Source text:
>> start

Finding Time Series Anomalies using Granular-ball Vector Data Description¶
Conference: AAAI 2026 arXiv: 2511.12147 Authors: Lifeng Shen, Liang Peng, Ruiwen Liu, Shuyin Xia, Yi Liu Code: https://github.com/notshine/GBOC
TL;DR¶
This paper proposes the Granular-ball One-Class Network (GBOC), which adaptively constructs density-guided Granular-ball Vector Data Descriptions (GVDD) in the latent space. By replacing traditional clustering or single-hypersphere assumptions, GBOC enables flexible modeling of normal time series behavior and robust anomaly detection.
Background & Motivation¶
Time series anomaly detection is critical in complex cyber-physical systems such as industrial monitoring, data centers, and smart factories. Existing methods fall into three main categories:
Nearest-neighbor methods (e.g., KNN): Rely on local density or proximity. In group anomaly scenarios, a cluster of anomalous points may mutually serve as each other's "neighbors," leading to misclassification as normal; they also fail to capture global or temporal structure.
Clustering methods (e.g., KShapeAD, KMeansAD): Require a predefined number of clusters and assume normal data forms discrete, well-separated cluster structures. However, representations derived from sliding windows over time series typically exhibit structural continuity with smooth transitions rather than discrete boundaries, making rigid cluster partitioning ill-suited to such data.
One-class classification methods (e.g., DeepSVDD, SVDD): Model normal data as a single hypersphere. This oversimplified assumption fails to capture the diversity of multi-modal normal patterns.
Memory-based methods (e.g., MEMTO): Depend on the quality and representativeness of stored prototypes; performance degrades significantly when prototype coverage is insufficient.
Core Motivation: The latent representations of time series possess a continuous topological structure, and the rigid assumptions of traditional methods—predefined cluster counts, discrete boundaries, and single hyperspheres—are poorly suited to such data. An adaptive, parameter-free approach capable of flexibly modeling complex data distributions is therefore needed.
Method¶
Overall Architecture¶
GBOC consists of four steps: (1) time series encoding → (2) granular-ball construction → (3) granular-ball representation optimization → (4) anomaly inference.
1. Time Series Encoding¶
A sliding window segments the input time series into overlapping windows \(\{\mathbf{w}_1, \mathbf{w}_2, \ldots\}\). Each window is mapped to a \(d'\)-dimensional latent representation \(\mathbf{z}_i = f_\theta(\mathbf{w}_i)\) via a three-layer LSTM encoder. The final hidden states of each layer are concatenated to capture multi-level temporal dependencies. The encoder can be replaced with alternative architectures such as Transformers.
2. Granular-ball Vector Data Description (GVDD)¶
Granular-ball construction is performed in the latent space:
- Initialization: Data is coarsely partitioned into initial granular-balls using K-Means with \(k_0 = \lfloor\sqrt{n}\rfloor\).

>> end

Data supplied:
>> start

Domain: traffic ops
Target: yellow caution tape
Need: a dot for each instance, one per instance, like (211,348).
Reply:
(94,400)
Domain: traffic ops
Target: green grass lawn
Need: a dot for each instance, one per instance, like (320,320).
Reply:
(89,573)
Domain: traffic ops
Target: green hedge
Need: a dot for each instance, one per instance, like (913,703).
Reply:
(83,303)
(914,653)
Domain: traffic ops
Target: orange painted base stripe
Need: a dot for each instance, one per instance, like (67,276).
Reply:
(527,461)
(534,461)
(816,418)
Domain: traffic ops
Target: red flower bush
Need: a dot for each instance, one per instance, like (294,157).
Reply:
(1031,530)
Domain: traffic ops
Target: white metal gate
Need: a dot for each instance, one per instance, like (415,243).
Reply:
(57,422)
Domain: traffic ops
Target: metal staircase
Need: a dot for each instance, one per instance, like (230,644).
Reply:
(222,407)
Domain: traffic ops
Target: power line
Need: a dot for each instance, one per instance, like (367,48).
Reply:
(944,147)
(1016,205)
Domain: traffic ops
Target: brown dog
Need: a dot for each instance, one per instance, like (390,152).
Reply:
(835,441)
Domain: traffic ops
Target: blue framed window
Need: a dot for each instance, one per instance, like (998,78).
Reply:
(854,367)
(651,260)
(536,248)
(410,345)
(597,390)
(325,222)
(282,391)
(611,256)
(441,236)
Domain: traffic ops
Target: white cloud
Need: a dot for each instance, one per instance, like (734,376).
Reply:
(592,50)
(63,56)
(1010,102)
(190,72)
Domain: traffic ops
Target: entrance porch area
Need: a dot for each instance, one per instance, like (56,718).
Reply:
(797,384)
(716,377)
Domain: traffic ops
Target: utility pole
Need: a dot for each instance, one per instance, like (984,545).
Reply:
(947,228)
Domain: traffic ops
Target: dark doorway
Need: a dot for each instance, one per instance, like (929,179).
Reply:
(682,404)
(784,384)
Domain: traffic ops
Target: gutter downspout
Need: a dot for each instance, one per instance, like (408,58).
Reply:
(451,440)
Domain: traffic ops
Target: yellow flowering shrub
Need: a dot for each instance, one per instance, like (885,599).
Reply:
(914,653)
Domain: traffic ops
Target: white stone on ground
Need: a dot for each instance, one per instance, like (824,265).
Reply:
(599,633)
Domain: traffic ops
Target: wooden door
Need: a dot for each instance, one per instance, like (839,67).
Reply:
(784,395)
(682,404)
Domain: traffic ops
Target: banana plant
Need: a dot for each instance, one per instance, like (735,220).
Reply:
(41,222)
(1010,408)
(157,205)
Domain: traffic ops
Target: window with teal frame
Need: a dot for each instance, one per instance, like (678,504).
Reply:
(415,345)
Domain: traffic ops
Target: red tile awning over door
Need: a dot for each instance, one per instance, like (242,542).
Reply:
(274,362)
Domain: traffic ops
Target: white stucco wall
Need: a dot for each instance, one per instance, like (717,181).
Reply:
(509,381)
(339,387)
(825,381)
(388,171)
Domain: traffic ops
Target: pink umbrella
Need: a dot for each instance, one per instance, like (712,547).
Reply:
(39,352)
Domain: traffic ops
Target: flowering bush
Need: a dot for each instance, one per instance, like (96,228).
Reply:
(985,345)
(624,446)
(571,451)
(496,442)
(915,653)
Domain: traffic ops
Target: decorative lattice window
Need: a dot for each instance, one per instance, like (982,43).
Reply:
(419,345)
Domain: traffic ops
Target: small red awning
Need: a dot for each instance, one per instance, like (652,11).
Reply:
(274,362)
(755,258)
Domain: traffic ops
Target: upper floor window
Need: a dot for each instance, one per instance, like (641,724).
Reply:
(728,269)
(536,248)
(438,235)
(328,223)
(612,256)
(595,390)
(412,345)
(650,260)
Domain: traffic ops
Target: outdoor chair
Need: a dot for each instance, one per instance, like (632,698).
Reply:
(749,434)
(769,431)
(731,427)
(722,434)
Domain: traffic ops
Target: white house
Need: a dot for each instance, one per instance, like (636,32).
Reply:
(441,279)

>> end

Work to do:
a: Rewrite the paragraph of the anomaly detection summary that begins "Clustering methods (e.g., KShapeAD, KMeansAD)" as a short list that keeps its main facts.
b: Based on the anomaly detection summary, answer yes or no for each statement and quote the words that decide it: (i) GBOC maps each window to its latent representation with a three-layer LSTM encoder. (ii) Clustering methods need the number of clusters to be fixed beforehand. (iii) One-class classification methods such as DeepSVDD model normal data as several hyperspheres.
c: Write the next part of the anomaly detection summary, starting right after its final sentence.
The lines above have nothing to do with what is asked here.

Outputs:
a:
Clustering methods (e.g., KShapeAD, KMeansAD):
- Need the number of clusters set in advance.
- Assume normal data forms discrete, well-separated clusters.
- Sliding-window representations of time series usually change smoothly and continuously, with no discrete boundaries.
- So rigid cluster partitioning fits such data poorly.

b:
(i) Yes: "Each window is mapped to a \(d'\)-dimensional latent representation \(\mathbf{z}_i = f_\theta(\mathbf{w}_i)\) via a three-layer LSTM encoder."
(ii) Yes: "Require a predefined number of clusters"
(iii) No: "Model normal data as a single hypersphere."

c:
- Recursive splitting: Any granular-ball containing \(\geq s_{\min}=8\) points is split into two sub-balls using 2-Means.
- Splitting criterion: Based on the granular-ball distribution measure \(DM = s / |GB|\) (where \(s\) is the sum of distances from all points to the center); a split is accepted only if the weighted child \(DM_w < DM\).
- Recursion continues until no split yields a quality improvement.
Each granular-ball is defined by a center \(\mathbf{c}\) (mean) and a radius \(\mathbf{r}\) (maximum Euclidean distance), naturally occupying a granularity level between individual samples and global clusters, thereby preserving the local topological structure of the data.
3. Granular-ball Representation Optimization¶
Low-quality granular-ball pruning: A dynamic threshold \(r_{th} = \mu \cdot \max\{\text{median}(r), \text{mean}(r)\}\) (\(\mu=2\)) is applied to remove overly diffuse or noisy granular-balls, retaining only structurally compact, high-confidence ones.
Joint optimization objective:
-
Granular-ball alignment loss \(\mathcal{L}_{gb}\): Pulls each sample toward its nearest granular-ball center to enhance compactness and discriminability in the latent space: $\(\mathcal{L}_{gb} = \frac{1}{N}\sum_{i=1}^{N}\|\mathbf{z}_i - \mathbf{c}_{s(i)}\|_2^2\)$
-
Reconstruction loss \(\mathcal{L}_{rec}\): Preserves temporal fidelity via a lightweight MLP decoder to prevent representation collapse: $\(\mathcal{L}_{rec} = \frac{1}{N}\sum_{i=1}^{N}\|\mathbf{x}_i - g_\phi(\mathbf{z}_i)\|_2^2\)$
-
Total loss: \(\mathcal{L} = \lambda \cdot \mathcal{L}_{rec} + (1-\lambda) \cdot \mathcal{L}_{gb}\), with \(\lambda=0.5\).
4. Anomaly Inference¶
A test sample is first encoded, and its anomaly score is computed as the Euclidean distance to the nearest granular-ball center: $\(\text{Score}(\mathbf{z}) = \min_{\mathbf{c} \in \mathcal{C}} \|\mathbf{z} - \mathbf{c}\|_2\)$
An empirical \(3\sigma\) rule is used to determine the unsupervised threshold: a sample is flagged as anomalous if its score exceeds the evaluation set mean by more than three standard deviations.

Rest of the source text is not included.